About this exercise:
When a line in the material beneath includes the word "finial", add it to the count, and report the count alone.

(Data for analysis)

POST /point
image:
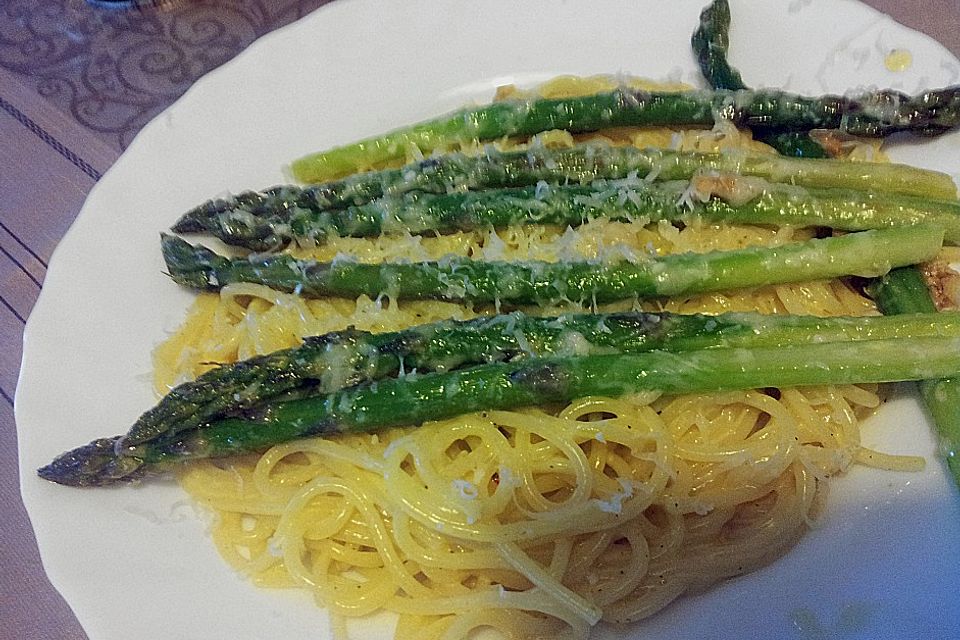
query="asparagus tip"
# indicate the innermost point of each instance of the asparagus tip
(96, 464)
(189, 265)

(End Data for analysis)
(Data for analysis)

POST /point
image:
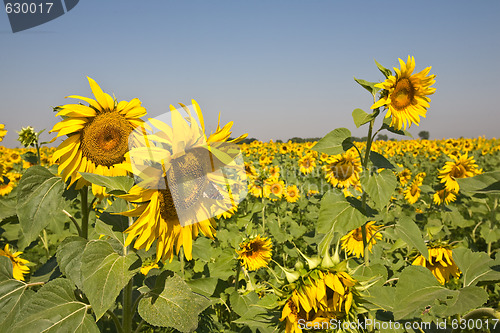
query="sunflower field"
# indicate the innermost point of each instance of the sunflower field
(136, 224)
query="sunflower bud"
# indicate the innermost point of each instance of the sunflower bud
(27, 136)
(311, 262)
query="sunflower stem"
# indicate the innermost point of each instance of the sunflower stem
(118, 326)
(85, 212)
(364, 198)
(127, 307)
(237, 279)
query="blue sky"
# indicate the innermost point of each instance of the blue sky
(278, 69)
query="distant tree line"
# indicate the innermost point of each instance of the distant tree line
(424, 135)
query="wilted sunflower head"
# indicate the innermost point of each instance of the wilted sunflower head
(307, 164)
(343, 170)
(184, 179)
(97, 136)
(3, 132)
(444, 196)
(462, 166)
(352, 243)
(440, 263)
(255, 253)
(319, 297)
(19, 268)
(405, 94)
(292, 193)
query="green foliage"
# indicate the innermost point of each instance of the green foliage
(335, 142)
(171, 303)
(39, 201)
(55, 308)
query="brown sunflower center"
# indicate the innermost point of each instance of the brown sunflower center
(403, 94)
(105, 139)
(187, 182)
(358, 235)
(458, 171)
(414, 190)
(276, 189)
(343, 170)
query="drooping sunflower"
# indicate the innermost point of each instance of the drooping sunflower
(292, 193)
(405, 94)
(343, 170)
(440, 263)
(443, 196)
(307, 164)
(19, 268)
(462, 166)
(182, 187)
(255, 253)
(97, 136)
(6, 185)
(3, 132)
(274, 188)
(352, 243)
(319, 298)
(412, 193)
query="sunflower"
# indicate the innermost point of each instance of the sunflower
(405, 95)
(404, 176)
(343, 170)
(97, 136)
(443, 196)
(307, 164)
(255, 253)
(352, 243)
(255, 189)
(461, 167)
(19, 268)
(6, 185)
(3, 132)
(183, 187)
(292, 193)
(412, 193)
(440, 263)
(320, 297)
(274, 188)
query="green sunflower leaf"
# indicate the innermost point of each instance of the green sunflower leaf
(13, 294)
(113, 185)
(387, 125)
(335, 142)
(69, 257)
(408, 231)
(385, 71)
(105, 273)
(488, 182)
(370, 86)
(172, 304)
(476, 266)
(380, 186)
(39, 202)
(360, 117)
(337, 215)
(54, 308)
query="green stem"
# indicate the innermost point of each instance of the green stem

(End Data for analysis)
(Data for analysis)

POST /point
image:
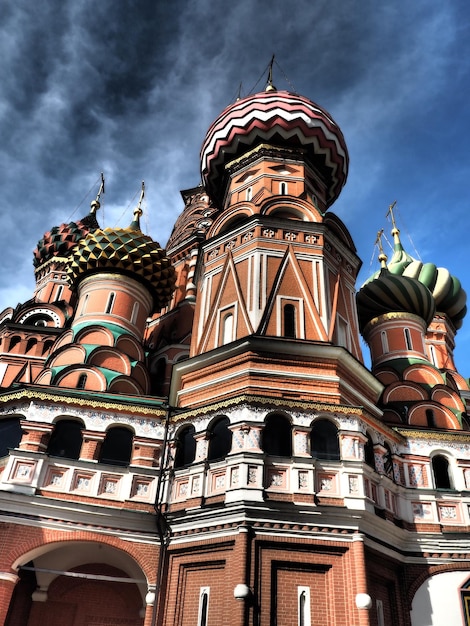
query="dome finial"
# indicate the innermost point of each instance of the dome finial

(End Data for analysis)

Written response:
2